## Material for this exercise
^^^^^^^^^^^^^^^^

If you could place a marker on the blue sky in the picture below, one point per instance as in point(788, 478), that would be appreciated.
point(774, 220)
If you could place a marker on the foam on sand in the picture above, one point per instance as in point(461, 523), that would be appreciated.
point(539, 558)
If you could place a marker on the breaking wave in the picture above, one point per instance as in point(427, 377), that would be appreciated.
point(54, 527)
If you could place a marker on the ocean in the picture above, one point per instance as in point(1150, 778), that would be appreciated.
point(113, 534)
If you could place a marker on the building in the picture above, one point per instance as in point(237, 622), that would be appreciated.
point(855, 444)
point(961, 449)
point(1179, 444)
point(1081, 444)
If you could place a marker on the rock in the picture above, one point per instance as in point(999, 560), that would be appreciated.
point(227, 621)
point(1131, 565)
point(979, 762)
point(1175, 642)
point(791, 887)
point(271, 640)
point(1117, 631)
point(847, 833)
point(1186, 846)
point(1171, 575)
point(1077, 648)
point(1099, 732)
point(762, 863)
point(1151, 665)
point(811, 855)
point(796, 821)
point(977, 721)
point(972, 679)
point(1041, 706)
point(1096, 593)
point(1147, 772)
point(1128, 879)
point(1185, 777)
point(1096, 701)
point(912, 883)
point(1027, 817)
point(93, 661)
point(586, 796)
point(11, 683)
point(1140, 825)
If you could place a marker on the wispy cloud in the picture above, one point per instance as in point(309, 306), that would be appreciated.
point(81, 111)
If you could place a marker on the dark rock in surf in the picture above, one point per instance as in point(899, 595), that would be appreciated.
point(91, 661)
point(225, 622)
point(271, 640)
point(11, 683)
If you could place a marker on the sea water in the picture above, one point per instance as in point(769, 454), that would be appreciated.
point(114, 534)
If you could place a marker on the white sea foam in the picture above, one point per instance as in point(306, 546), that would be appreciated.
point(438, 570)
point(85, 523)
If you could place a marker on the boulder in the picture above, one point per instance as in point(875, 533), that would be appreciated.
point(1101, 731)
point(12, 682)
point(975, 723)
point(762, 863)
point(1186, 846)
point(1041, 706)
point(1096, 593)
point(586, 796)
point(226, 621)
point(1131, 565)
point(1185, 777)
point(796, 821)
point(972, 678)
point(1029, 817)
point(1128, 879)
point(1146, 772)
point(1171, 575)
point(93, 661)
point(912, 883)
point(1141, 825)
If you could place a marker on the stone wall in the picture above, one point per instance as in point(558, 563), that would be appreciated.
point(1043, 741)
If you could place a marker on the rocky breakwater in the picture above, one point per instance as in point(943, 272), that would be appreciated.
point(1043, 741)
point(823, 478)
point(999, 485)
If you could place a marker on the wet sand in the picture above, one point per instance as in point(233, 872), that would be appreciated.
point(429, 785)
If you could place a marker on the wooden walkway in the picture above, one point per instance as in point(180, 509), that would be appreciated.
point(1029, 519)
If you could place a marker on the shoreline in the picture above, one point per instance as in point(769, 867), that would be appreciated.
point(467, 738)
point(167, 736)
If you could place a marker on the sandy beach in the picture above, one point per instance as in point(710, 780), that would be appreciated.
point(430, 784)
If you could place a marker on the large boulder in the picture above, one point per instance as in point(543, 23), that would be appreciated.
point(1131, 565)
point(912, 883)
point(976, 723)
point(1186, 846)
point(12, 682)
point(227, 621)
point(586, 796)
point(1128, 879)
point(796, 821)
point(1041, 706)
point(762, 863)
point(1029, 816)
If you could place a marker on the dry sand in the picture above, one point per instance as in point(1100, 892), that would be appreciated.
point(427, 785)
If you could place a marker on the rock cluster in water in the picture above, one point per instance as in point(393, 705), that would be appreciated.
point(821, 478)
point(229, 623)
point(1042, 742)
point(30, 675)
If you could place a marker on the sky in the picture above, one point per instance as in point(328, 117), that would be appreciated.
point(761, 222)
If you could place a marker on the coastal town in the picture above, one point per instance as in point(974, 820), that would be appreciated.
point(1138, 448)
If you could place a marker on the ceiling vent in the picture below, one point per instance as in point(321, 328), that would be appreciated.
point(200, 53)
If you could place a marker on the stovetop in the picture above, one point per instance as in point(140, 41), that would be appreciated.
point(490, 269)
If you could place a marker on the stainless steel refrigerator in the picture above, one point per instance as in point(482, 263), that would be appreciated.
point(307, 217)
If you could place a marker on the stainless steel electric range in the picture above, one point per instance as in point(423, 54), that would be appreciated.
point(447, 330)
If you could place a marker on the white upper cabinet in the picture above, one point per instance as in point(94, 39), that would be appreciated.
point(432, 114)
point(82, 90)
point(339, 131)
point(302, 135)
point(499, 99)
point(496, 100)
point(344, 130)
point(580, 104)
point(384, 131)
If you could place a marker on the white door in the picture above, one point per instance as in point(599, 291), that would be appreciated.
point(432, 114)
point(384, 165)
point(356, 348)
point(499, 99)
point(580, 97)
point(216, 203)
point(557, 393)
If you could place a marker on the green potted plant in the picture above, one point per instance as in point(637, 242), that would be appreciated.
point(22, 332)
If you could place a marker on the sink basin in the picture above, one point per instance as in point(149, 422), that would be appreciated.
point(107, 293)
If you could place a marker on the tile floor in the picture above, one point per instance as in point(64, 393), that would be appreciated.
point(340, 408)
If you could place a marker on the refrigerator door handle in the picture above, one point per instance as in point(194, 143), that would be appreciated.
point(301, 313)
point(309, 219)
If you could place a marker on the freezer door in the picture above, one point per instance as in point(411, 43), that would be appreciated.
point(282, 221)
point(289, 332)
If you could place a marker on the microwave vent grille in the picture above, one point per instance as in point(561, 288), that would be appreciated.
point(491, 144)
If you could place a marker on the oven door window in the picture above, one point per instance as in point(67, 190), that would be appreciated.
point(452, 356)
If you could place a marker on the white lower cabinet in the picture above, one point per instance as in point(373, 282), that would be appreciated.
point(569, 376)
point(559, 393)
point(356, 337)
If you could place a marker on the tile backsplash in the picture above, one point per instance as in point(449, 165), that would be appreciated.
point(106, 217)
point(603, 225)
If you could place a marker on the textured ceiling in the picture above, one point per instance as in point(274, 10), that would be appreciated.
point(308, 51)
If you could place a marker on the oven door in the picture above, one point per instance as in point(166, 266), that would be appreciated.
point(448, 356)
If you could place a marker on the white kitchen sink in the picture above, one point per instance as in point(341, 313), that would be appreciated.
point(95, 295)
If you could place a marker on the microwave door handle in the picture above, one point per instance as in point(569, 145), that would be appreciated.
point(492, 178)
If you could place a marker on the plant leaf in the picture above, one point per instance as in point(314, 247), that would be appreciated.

^^^^^^^^^^^^^^^^

## Your objective
Begin with the line that contains "If you could place a marker on the tile backsplash" and end with the last line of the material above. Set down that range exactly.

## Exercise output
If you could place a marker on the tile backsplash in the picture above, one point per instance as in point(449, 165), that would be appreciated.
point(106, 217)
point(603, 225)
If you could place a marker on the textured ceiling in the picture above, one point per instance as in point(274, 10), that would be appreciated.
point(308, 51)
If you could place a marker on the oven door in the picture above, one point per instance as in point(166, 266), that would be appreciated.
point(448, 356)
If you could place a marker on the white kitchen sink in the picture above, one point per instance as in point(341, 313), that would be appreciated.
point(95, 295)
If you could place a marker on the microwave door handle in the picture above, one point per instance as in point(569, 145), that would be appreciated.
point(492, 178)
If you could place a marker on the plant leaf in the picture above, one point per instance as in point(314, 247), that would be appreciated.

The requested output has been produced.